**Задания**
[A] Перепечатайте из фрагмента о Самуиле Лурье отрывок от «Вообще он мыслил» до «сведения из Википедии.».
[B] Пожалуйста, напишите, что идет дальше во фрагменте о Самуиле Лурье, начиная сразу после его последнего предложения.

**Фрагмент**
Вообще он мыслил книгами. Мечтал увидеть книгу, составленную из колонок в газете "Дело". В балтийском круизе мы как-то провалялись с ним целый день в каюте, попивая водку, купленную для зарубежных знакомств и разговаривая о пошлости в поэзии. Главные мишени: Блок, Цветаева, Пастернак. Упражнялись в сарказме по поводу строчек любимых поэтов. Стихи Пастернака, как помню, оказались в этом смысле самым доходным материалом. И тут Саня заметил, что если бы включили вовремя диктофон, вышла бы отличная книга. Но диктофона не было.
Между прочим, мысль книги о Николае Полевом зародилась в нем за пятьдесят лет до написания "Изломанного аршина". Саня показывал собранную за эти годы картотеку – целый библиотечный ящик. Эту эпоху он прошел пешком. Странно, смешно, стыдно было читать рецензию спеца из Пушкинского Дома, который упрекал автора в том, что тот брал сведения из Википедии.
То, что "академисты" принимают автора "со стороны" в штыки и, уязвленные в глубине, напускают на лицо мину снисходительной иронии, не новость. Но утрата чувства масштаба – явление общее. Ведущие критики в упор не замечали книг С.Л… Отзывались в основном знакомые. "Ящик" то ли выдавил его, то ли, и правда, не заметил. Во всяком случае, ни на одном из интеллектуальных ток-шоу центрального ТВ он так и не появился. А ждал и хотел. Я уж не говорю, что в просветительских сериалах канала "Культура" имя Лурье должно было стоять в ряду с именами Лихачева, Лотмана, Аверинцева, Вячеслава Иванова, Непомнящего.
Многие впервые узнали о литераторе Лурье только из его предсмертной переписки с Грефом. Одно такое инкубаторское (интернетовское) дитя пробует свои силы в литературе, издеваясь над этой перепиской. Удачно замешивает либерализм с антисемитизмом. Есть кой-какой слог, индивидуально накопанные цитаты, но вот имя Лурье услышал впервые.
В советские годы всё объяснялось просто: шлагбаум, выставленный КГБ, прозрачная, липкая, вежливая паутина антисемитизма. Первая книга вышла, когда автору было сорок пять лет. Печатался только как С.Лурье. Самуил Лурье – это было уже слишком. На его Дне рождения, в нашей банной компании я прочитал экспромт. Запомнил, потому что Саня попросил записать ему на память: "Нам перестройки нашей странен пыл. Всё кончится на каменной скамье. И смысл ее лишь в том, что С.Лурье Она вернула имя Самуил".

**Набор строк**
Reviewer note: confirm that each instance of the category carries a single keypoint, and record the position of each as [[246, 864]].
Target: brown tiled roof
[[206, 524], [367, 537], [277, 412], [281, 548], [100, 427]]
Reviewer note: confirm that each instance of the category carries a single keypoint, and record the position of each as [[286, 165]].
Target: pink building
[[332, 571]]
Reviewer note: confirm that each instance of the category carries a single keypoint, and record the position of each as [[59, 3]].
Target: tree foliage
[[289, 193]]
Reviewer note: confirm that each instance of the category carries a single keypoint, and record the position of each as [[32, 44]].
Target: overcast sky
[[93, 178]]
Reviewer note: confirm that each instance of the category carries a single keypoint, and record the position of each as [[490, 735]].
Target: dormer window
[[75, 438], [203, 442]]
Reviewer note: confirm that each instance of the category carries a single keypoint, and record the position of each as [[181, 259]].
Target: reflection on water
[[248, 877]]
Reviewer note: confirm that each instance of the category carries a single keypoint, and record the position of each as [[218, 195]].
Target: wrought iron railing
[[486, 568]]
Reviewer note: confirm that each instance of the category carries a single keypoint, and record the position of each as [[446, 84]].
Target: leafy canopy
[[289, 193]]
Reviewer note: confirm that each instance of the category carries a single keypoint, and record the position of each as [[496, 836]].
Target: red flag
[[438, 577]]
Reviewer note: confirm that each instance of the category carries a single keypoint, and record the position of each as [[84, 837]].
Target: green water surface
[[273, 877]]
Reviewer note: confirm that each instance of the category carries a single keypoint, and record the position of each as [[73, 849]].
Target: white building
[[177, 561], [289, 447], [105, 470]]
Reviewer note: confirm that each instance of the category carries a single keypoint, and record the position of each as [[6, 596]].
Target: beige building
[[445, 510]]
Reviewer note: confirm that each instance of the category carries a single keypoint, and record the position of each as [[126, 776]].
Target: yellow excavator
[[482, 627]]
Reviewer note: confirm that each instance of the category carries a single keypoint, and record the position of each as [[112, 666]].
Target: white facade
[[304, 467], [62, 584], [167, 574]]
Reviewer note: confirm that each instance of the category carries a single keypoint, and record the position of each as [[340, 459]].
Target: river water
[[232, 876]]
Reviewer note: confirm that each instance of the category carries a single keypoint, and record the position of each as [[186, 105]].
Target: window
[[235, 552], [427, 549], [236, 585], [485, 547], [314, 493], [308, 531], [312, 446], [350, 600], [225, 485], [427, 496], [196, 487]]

**Решённые задания**
[A]
Вообще он мыслил книгами. Мечтал увидеть книгу, составленную из колонок в газете "Дело". В балтийском круизе мы как-то провалялись с ним целый день в каюте, попивая водку, купленную для зарубежных знакомств и разговаривая о пошлости в поэзии. Главные мишени: Блок, Цветаева, Пастернак. Упражнялись в сарказме по поводу строчек любимых поэтов. Стихи Пастернака, как помню, оказались в этом смысле самым доходным материалом. И тут Саня заметил, что если бы включили вовремя диктофон, вышла бы отличная книга. Но диктофона не было.
Между прочим, мысль книги о Николае Полевом зародилась в нем за пятьдесят лет до написания "Изломанного аршина". Саня показывал собранную за эти годы картотеку – целый библиотечный ящик. Эту эпоху он прошел пешком. Странно, смешно, стыдно было читать рецензию спеца из Пушкинского Дома, который упрекал автора в том, что тот брал сведения из Википедии.

[B]
Ситуация при советах, повторяю – яснее ясного. Но прошли уже девяностые, нулевые, десятые. С.Л. жил с хронической обидой, которую усмирял иронией и веселой злостью. Так, например, решил: если позовут на ТВ, непременно спросит: сколько платите? Знал, что все выступают бесплатно, только для того, чтобы в очередной раз засветиться. Пусть не думают, что и он из этого ряда. Однажды, и правда, позвали к Гордону на "Закрытый показ". Вопрос был задан. Московская трубка повешена.
Последние лет двадцать Саня носился с мыслью написать большой трактат о пошлости и издать его книгой. Чем дальше, тем больше мысль о такой книге приобретала ритуальный характер. Ясно было, что замысел неосуществим. Но, так или иначе, пошлость и глупость были темой, на которую сворачивал любой разговор. Строки Блока из "Последнего напутствия" уже не цитировались, а подразумевались:
Человеческая глупость,
Безысходна, величава,
Бесконечна…
Книга наших бесед тоже не состоялась и вряд ли состоится. Я насчитал среди публикаций всего три-четыре. Остальные либо прошли мимо интернета, либо затерялись в нем. Компьютер же со всеми файлами горел у меня много раз – тексты ушли навсегда, прочнее, чем в небытие.
Остались, видимо, магнитофонные записи. Этими, бесконечно модернизирующимися кассетами можно выложить дорогу нашей жизни, пролегающую сквозь ускоренно мордующий и ускоренно ублажающий нас технический прогресс. Огромные бобины на радио, домашние, размером с расправленную ладонь, поменьше – в диаметре, как консервы сайры, мини-кассеты, дискеты и, наконец, цифровые диктофоны. Время от времени предыдущую запись приходилось стирать. Не было еще навыка закидывать их в компьютер.